* The records *
>>>>
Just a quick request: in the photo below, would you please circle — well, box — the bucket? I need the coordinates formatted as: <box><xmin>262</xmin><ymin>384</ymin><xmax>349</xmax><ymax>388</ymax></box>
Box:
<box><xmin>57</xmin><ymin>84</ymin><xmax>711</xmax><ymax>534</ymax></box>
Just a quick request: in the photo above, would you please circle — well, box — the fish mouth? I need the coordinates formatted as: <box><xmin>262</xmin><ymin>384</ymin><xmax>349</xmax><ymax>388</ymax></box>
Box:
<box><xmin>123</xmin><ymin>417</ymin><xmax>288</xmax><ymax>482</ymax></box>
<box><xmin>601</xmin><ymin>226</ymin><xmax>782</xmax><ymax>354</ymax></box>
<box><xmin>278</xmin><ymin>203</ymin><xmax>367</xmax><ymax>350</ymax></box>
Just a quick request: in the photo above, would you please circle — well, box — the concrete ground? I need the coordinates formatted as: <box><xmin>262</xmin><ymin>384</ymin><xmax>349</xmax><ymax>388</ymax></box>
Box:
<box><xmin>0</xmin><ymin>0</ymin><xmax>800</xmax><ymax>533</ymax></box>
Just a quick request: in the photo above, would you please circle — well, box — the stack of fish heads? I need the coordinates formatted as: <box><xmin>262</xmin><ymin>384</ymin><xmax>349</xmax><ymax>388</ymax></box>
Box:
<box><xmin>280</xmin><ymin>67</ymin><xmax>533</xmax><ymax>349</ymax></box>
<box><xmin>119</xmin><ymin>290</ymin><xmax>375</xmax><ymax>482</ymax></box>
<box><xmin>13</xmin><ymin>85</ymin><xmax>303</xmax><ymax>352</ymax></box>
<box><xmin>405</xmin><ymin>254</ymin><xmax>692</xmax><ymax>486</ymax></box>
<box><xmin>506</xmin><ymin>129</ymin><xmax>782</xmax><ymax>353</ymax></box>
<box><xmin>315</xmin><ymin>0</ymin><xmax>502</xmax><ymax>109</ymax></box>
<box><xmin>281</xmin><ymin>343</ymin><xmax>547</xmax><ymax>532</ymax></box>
<<<<
* Objective *
Put every line of the records above into a JSON list of strings, one string per line, and leave out any blank lines.

* Solution to the exercise *
[
  "Just a quick request: in the photo below, would you please circle — well, box — the bucket? I need the coordinates formatted as: <box><xmin>262</xmin><ymin>384</ymin><xmax>349</xmax><ymax>388</ymax></box>",
  "Box:",
  "<box><xmin>57</xmin><ymin>84</ymin><xmax>711</xmax><ymax>534</ymax></box>",
  "Just a quick request: in the photo above, would you please circle — well, box — the fish mouth? I need the coordinates formatted as: <box><xmin>262</xmin><ymin>384</ymin><xmax>349</xmax><ymax>388</ymax></box>",
  "Box:",
  "<box><xmin>123</xmin><ymin>417</ymin><xmax>288</xmax><ymax>482</ymax></box>",
  "<box><xmin>601</xmin><ymin>226</ymin><xmax>782</xmax><ymax>354</ymax></box>",
  "<box><xmin>278</xmin><ymin>203</ymin><xmax>367</xmax><ymax>350</ymax></box>",
  "Just a quick request: in the photo above, would you please circle — well, box — the concrete ground? I need the coordinates formatted as: <box><xmin>262</xmin><ymin>384</ymin><xmax>349</xmax><ymax>388</ymax></box>",
  "Box:",
  "<box><xmin>0</xmin><ymin>0</ymin><xmax>800</xmax><ymax>533</ymax></box>",
  "Just a quick request: in the photo above, would you please circle — well, box — the stack of fish heads? I need the coordinates formatted as: <box><xmin>262</xmin><ymin>384</ymin><xmax>349</xmax><ymax>388</ymax></box>",
  "Box:",
  "<box><xmin>280</xmin><ymin>67</ymin><xmax>533</xmax><ymax>349</ymax></box>",
  "<box><xmin>119</xmin><ymin>290</ymin><xmax>375</xmax><ymax>482</ymax></box>",
  "<box><xmin>13</xmin><ymin>85</ymin><xmax>303</xmax><ymax>352</ymax></box>",
  "<box><xmin>405</xmin><ymin>254</ymin><xmax>692</xmax><ymax>486</ymax></box>",
  "<box><xmin>506</xmin><ymin>129</ymin><xmax>782</xmax><ymax>353</ymax></box>",
  "<box><xmin>315</xmin><ymin>0</ymin><xmax>502</xmax><ymax>109</ymax></box>",
  "<box><xmin>281</xmin><ymin>343</ymin><xmax>547</xmax><ymax>532</ymax></box>"
]